◆ **The problem**:
Go through the records and show each line where the word "dark" occurs.

◆ **Collection entries**:
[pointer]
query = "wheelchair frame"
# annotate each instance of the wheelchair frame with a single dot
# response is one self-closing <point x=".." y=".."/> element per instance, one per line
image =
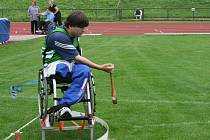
<point x="47" y="91"/>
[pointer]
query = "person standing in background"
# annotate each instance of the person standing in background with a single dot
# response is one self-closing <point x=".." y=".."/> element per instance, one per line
<point x="33" y="12"/>
<point x="53" y="8"/>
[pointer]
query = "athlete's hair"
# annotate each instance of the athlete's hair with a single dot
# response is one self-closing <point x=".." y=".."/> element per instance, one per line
<point x="77" y="19"/>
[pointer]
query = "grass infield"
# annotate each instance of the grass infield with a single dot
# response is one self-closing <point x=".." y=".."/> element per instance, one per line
<point x="162" y="85"/>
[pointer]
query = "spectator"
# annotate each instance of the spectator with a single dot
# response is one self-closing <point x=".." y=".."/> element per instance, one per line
<point x="48" y="24"/>
<point x="33" y="11"/>
<point x="53" y="8"/>
<point x="138" y="14"/>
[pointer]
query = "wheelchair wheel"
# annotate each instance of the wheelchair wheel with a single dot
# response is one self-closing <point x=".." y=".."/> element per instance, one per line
<point x="42" y="94"/>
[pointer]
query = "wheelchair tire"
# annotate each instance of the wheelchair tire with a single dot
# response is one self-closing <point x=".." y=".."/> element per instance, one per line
<point x="42" y="95"/>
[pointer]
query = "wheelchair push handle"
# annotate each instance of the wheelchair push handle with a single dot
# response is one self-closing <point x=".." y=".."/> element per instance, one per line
<point x="114" y="96"/>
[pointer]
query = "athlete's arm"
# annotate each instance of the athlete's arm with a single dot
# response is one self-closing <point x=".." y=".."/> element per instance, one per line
<point x="105" y="67"/>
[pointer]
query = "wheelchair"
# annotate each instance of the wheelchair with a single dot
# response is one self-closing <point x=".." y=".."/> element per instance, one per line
<point x="49" y="89"/>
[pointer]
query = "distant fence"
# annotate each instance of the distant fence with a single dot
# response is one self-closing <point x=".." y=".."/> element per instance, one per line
<point x="104" y="14"/>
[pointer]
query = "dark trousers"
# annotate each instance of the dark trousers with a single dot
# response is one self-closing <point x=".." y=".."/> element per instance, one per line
<point x="34" y="26"/>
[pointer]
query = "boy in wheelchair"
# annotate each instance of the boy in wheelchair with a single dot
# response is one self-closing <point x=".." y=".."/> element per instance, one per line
<point x="62" y="57"/>
<point x="48" y="24"/>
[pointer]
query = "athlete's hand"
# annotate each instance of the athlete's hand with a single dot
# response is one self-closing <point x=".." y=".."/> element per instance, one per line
<point x="108" y="67"/>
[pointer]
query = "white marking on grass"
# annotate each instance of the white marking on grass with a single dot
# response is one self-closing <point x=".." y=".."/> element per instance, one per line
<point x="158" y="101"/>
<point x="18" y="131"/>
<point x="91" y="34"/>
<point x="162" y="33"/>
<point x="132" y="101"/>
<point x="171" y="124"/>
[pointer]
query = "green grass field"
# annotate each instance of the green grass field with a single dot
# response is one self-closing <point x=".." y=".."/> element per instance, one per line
<point x="162" y="84"/>
<point x="153" y="10"/>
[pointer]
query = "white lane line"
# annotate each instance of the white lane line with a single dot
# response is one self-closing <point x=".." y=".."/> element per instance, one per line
<point x="157" y="101"/>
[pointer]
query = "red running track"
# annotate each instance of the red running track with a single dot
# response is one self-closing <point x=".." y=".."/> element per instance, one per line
<point x="128" y="28"/>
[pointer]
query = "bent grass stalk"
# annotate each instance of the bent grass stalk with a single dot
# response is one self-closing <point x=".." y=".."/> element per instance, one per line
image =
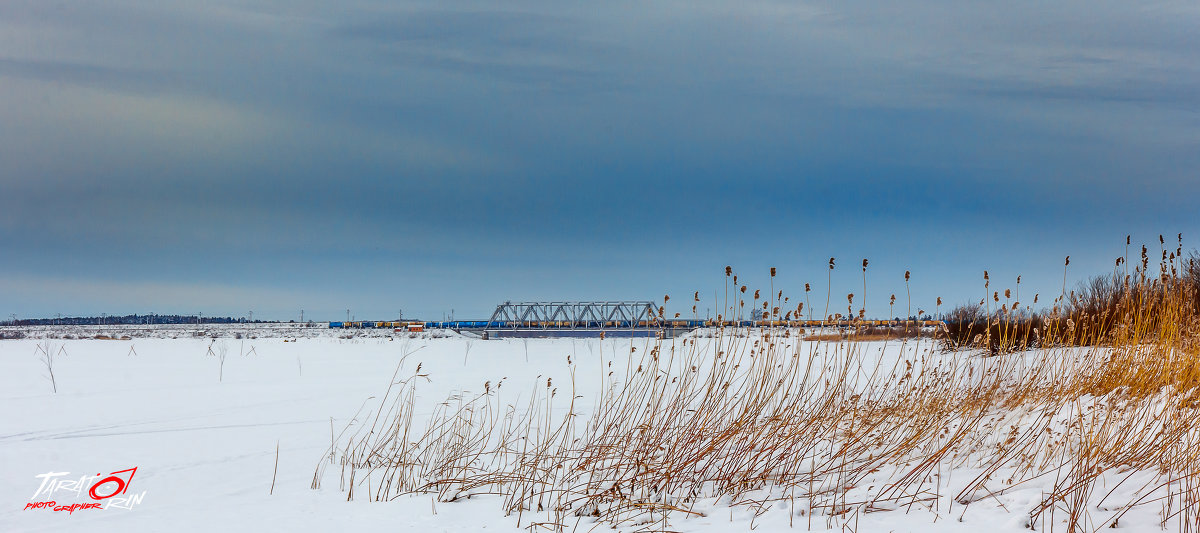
<point x="751" y="418"/>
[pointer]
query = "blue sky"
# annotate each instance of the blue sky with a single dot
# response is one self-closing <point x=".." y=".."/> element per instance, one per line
<point x="226" y="156"/>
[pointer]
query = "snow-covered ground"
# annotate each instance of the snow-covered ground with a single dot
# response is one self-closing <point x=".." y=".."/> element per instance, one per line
<point x="203" y="433"/>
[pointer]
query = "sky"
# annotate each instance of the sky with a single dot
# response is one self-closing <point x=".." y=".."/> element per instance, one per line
<point x="438" y="159"/>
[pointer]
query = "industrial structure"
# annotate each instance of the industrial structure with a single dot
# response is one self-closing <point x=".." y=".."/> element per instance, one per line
<point x="595" y="318"/>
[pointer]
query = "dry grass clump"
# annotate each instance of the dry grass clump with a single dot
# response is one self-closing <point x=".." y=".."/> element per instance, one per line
<point x="1104" y="419"/>
<point x="1104" y="310"/>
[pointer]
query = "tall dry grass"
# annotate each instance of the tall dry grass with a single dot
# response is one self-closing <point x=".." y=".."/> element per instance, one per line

◆ **Result**:
query = "dark trousers"
# annotate each instance of the dark trousers with a single dot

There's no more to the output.